--- Prompt ---
Whenever a line below mentions the word "column", that line should be copied.

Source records
________________________________________
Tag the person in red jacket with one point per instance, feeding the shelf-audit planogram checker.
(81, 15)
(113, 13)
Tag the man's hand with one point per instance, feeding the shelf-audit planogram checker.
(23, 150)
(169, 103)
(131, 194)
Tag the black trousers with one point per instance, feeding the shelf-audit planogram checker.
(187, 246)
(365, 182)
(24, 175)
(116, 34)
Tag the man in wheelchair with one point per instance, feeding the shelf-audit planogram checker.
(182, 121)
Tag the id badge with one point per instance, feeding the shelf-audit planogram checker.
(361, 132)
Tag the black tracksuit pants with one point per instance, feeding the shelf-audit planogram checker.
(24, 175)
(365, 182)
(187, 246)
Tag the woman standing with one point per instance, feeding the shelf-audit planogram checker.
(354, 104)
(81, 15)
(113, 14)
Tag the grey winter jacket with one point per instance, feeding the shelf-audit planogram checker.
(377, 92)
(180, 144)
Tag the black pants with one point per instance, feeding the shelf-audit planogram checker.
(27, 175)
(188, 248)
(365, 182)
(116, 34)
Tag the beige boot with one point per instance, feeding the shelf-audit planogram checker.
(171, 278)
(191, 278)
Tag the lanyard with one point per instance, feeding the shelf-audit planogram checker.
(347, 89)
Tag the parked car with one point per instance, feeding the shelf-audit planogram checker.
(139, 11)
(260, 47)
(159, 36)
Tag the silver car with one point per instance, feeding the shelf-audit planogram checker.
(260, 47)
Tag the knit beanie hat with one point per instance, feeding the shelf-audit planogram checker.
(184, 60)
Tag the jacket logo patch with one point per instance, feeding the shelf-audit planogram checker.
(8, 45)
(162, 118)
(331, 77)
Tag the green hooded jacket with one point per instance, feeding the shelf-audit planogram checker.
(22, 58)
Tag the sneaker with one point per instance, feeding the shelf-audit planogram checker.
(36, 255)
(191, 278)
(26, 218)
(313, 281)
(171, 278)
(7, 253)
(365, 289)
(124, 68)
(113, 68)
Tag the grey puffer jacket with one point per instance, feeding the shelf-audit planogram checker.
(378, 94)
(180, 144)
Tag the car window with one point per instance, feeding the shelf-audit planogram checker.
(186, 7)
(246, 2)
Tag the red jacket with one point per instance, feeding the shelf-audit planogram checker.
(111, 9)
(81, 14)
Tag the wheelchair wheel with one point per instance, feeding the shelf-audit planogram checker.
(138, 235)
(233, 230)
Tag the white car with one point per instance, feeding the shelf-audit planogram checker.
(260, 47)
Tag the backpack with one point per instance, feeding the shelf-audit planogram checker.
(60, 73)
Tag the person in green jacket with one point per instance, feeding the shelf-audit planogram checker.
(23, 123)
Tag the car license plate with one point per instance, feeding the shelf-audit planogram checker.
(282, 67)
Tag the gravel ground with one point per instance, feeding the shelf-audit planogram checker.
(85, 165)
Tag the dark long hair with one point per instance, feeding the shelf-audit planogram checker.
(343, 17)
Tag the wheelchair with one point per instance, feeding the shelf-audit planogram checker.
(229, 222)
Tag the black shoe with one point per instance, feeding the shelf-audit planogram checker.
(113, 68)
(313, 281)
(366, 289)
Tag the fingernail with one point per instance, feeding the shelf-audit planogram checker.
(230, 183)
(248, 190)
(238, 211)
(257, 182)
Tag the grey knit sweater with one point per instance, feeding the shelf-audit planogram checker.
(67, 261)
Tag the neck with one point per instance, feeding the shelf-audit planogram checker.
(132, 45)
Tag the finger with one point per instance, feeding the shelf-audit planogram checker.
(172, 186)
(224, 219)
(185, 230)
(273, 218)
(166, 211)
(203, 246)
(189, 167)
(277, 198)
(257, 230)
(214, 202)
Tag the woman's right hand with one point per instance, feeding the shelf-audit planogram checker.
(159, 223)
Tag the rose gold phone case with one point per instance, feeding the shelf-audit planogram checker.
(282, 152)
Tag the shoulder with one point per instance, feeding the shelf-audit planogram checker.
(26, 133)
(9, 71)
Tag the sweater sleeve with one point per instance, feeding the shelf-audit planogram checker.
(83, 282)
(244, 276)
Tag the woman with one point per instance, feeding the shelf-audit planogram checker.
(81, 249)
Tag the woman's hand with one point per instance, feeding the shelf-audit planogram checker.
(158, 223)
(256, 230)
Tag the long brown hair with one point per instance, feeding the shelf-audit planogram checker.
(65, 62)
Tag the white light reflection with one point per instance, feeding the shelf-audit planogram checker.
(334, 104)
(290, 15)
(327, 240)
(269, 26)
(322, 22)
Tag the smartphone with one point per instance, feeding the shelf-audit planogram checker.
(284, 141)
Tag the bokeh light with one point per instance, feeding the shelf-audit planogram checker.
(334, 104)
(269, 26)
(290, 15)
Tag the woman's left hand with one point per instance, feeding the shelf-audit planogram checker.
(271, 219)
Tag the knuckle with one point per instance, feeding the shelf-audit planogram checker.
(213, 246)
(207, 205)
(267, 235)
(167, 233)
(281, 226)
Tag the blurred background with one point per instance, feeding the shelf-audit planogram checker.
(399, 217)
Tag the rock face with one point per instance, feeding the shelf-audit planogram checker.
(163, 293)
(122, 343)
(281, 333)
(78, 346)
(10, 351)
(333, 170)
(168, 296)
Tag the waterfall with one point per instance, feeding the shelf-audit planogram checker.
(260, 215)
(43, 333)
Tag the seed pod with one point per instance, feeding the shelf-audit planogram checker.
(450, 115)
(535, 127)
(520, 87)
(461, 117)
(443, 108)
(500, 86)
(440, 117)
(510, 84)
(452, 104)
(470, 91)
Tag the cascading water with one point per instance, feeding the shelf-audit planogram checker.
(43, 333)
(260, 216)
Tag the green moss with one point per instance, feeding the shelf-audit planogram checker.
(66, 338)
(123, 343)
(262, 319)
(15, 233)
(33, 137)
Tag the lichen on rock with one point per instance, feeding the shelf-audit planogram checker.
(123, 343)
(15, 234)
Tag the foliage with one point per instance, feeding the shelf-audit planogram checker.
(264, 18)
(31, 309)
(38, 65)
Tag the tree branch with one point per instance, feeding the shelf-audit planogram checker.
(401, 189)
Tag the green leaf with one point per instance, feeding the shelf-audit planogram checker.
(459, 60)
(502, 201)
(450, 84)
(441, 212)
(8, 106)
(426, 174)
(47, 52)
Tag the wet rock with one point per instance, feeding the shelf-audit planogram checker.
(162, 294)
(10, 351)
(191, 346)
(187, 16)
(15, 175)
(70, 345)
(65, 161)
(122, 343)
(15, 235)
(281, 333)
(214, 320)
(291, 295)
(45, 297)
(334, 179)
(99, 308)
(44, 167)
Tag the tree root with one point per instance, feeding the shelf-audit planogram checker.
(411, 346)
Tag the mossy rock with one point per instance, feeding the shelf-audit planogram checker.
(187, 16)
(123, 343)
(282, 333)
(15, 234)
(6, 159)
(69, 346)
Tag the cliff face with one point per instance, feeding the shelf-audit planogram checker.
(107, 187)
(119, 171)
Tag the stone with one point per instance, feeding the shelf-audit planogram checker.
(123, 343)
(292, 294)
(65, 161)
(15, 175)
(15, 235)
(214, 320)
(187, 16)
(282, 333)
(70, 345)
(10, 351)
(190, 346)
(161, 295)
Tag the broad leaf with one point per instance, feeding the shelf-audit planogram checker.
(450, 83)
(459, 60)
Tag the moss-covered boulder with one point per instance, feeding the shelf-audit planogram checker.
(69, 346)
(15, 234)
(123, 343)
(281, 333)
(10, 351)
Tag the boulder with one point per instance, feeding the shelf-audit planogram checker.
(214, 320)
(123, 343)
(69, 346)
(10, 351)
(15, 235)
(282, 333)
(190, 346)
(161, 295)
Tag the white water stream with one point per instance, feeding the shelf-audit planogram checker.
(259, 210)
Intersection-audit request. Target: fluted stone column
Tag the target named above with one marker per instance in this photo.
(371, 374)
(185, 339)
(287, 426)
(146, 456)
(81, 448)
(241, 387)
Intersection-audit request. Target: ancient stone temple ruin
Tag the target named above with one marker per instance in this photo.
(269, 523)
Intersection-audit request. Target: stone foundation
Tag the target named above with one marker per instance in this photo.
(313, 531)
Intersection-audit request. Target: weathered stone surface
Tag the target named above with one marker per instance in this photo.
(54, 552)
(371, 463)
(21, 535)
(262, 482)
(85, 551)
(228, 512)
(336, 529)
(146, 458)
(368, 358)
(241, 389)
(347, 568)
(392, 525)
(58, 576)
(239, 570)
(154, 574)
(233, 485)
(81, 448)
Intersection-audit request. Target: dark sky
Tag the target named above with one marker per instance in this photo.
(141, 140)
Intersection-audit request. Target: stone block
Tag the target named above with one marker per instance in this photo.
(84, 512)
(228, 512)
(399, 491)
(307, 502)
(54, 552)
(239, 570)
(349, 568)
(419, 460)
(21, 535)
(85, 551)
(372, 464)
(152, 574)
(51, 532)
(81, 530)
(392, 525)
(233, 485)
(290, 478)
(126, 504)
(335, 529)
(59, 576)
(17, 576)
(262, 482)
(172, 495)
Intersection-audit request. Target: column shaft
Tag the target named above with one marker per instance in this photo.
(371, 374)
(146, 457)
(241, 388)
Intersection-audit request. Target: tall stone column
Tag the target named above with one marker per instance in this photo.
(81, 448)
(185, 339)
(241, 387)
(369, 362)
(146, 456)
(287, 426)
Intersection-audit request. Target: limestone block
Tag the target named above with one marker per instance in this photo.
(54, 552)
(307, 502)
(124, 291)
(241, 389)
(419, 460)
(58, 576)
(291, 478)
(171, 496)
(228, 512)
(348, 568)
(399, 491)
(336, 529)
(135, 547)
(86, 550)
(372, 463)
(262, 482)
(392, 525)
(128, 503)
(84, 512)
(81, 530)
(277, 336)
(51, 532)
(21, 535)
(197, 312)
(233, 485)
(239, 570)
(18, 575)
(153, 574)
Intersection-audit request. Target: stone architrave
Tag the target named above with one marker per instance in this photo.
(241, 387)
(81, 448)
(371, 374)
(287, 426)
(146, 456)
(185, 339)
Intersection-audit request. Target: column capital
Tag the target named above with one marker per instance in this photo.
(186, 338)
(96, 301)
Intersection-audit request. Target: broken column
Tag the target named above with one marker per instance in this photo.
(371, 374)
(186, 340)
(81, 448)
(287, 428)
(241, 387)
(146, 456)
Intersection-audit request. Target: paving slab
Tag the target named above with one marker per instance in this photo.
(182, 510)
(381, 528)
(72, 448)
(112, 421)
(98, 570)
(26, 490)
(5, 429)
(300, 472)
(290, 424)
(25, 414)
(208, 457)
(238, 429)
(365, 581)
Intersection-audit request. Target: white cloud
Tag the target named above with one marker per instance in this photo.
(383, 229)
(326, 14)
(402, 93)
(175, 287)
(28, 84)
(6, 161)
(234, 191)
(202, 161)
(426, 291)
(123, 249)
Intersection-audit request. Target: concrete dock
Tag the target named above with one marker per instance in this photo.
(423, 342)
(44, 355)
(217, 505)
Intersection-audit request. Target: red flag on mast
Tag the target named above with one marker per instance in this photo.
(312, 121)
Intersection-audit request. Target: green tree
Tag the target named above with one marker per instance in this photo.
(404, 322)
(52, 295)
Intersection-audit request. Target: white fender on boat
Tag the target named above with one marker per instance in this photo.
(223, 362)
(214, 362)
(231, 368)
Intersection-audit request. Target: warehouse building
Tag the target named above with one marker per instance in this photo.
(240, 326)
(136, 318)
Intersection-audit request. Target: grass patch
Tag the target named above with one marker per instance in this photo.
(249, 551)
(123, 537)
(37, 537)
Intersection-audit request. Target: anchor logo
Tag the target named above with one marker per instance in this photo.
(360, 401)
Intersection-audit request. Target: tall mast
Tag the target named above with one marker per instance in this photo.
________________________________________
--- Written answer ---
Intersection-audit request. Target: fluted stone column
Intersection-audit request. Target: column shaft
Intersection-audit request. Target: tall stone column
Intersection-audit request. Target: column capital
Intersection-audit request. Target: broken column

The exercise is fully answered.